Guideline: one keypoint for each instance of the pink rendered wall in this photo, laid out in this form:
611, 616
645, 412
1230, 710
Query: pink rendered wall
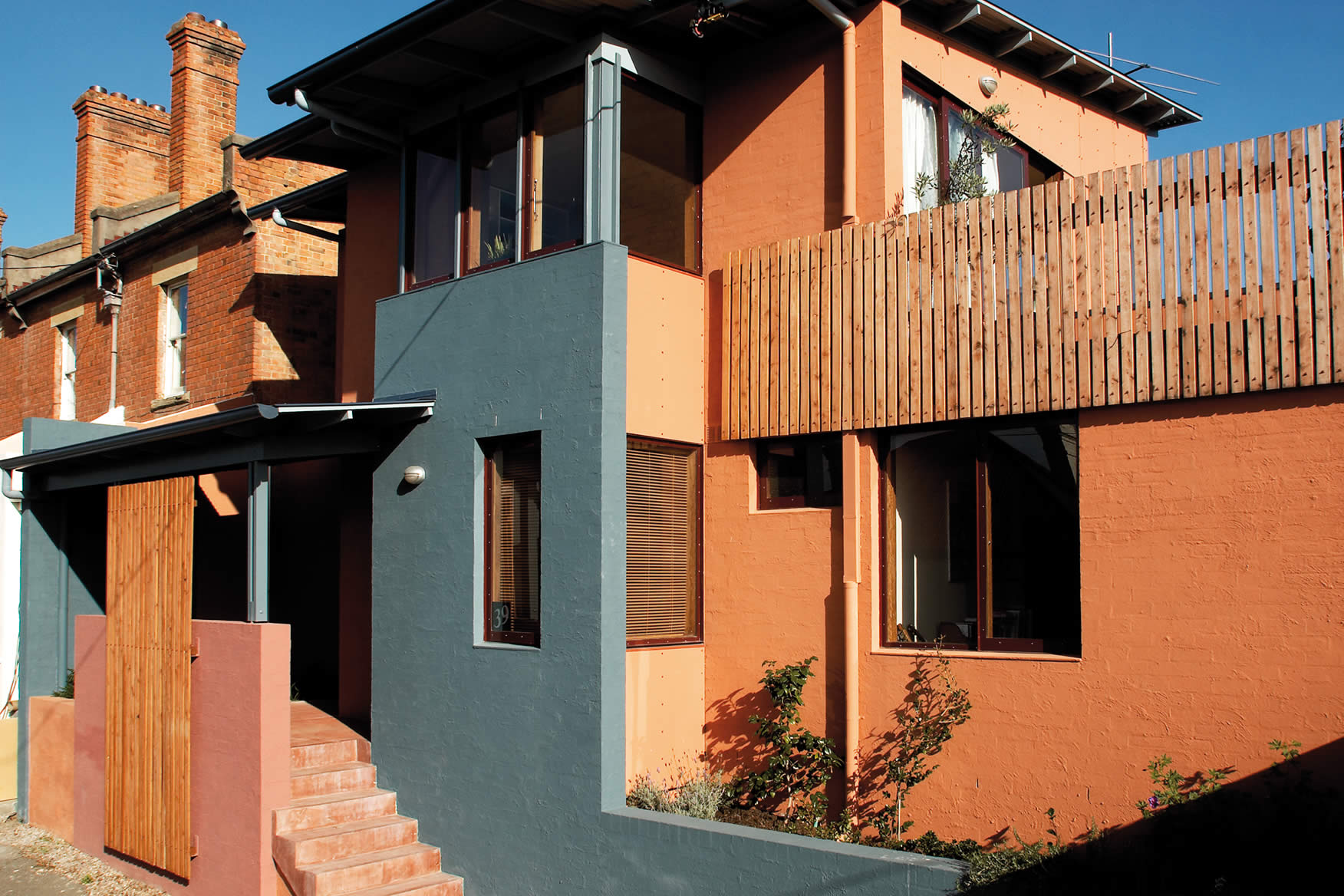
239, 761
------------------------------------------------
Description of the task →
Each line of the data should be printed again exactly. Please leave pictures out.

Task solution →
Guideline: one keypoint for each instance of the pink rendered wall in this photo, laid out in this form:
611, 616
645, 412
1230, 710
Query: pink rendered wall
239, 761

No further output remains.